May we be so bold as to posit that people who are deficient in the area of tznius are very insecure. They feel the need to call attention to themselves either by the way they dress, speak or act. They are weak and have no pride. Last, as we see from the sotah, one who lacks the trait of  tznius will resort to stupidity and act in a manner unbecoming a rational person. A Jewish person – male or female – should reflect refinement, purity, and humility. Whatever happened to the eidelkeit, refinement and class, that was the hallmark of the Jewish female – and male? There was a time when  we used to have class and pride. Has American society weakened us so, or are we that insecure?

David Ha’melech tells us in Sefer Tehillim 45:14, Kol kevodah bas melech penimah, “The entire glory of the daughter of the king lies within.” This pasuk is absolutely non-debasing. The pasuk underscores the Torah’s positive attitude towards the female role. It has also been used by Chazal to promote the private nature of the religious experience in general. True achievement is always in the private sphere, hidden from the public arena. The Jewish hero is he who reaches his zenith on the inner stage, not in the public forum. We serve Hashem only for the sake of Hashem – neither for  the accolades nor for the sake of any other audience. The audience to which one directs his performance defines both the act and the actor.

--- --- ---

Task requirements:
1. Decide whether each statement agrees with the tznius passage, answering yes or no and quoting the words of the passage that decide it: (a) People lacking in tznius are described as very secure. (b) The passage cites Sefer Tehillim 45:14. (c) True achievement is said to lie in the public arena.
2. Please quote the part of the tznius passage starting with "David Ha’melech tells" and going on through "and the actor.".
You won't need the records.

Data taken from a collection:
--- --- ---

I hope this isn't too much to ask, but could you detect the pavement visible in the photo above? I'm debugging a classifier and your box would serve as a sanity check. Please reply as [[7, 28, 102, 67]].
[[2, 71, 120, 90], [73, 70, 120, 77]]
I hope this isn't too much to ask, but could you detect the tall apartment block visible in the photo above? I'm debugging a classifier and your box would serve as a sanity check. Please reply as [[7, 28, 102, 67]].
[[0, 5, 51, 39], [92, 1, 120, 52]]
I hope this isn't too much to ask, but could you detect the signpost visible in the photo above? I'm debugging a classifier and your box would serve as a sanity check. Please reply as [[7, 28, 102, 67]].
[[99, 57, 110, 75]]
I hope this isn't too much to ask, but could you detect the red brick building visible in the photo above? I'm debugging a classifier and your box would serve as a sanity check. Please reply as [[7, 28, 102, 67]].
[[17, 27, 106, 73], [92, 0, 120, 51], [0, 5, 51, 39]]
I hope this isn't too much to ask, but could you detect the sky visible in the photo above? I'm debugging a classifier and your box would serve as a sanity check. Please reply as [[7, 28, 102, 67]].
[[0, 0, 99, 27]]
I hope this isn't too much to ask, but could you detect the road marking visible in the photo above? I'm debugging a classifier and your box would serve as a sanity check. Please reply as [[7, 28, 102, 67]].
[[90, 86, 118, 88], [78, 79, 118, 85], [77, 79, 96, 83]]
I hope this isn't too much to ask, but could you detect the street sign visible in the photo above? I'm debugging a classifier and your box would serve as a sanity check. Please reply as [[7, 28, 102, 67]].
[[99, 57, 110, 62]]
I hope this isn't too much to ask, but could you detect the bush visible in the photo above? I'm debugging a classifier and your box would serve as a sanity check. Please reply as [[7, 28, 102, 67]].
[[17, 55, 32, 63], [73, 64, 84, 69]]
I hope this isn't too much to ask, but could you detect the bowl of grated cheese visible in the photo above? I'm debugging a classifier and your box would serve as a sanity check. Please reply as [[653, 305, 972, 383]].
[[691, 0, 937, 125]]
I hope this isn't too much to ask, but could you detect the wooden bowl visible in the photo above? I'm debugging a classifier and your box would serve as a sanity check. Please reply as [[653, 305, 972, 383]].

--- --- ---

Problem solutions:
1.
(a) No: "people who are deficient in the area of tznius are very insecure."
(b) Yes: "David Ha’melech tells us in Sefer Tehillim 45:14"
(c) No: "True achievement is always in the private sphere, hidden from the public arena."

2.
David Ha’melech tells us in Sefer Tehillim 45:14, Kol kevodah bas melech penimah, “The entire glory of the daughter of the king lies within.” This pasuk is absolutely non-debasing. The pasuk underscores the Torah’s positive attitude towards the female role. It has also been used by Chazal to promote the private nature of the religious experience in general. True achievement is always in the private sphere, hidden from the public arena. The Jewish hero is he who reaches his zenith on the inner stage, not in the public forum. We serve Hashem only for the sake of Hashem – neither for  the accolades nor for the sake of any other audience. The audience to which one directs his performance defines both the act and the actor.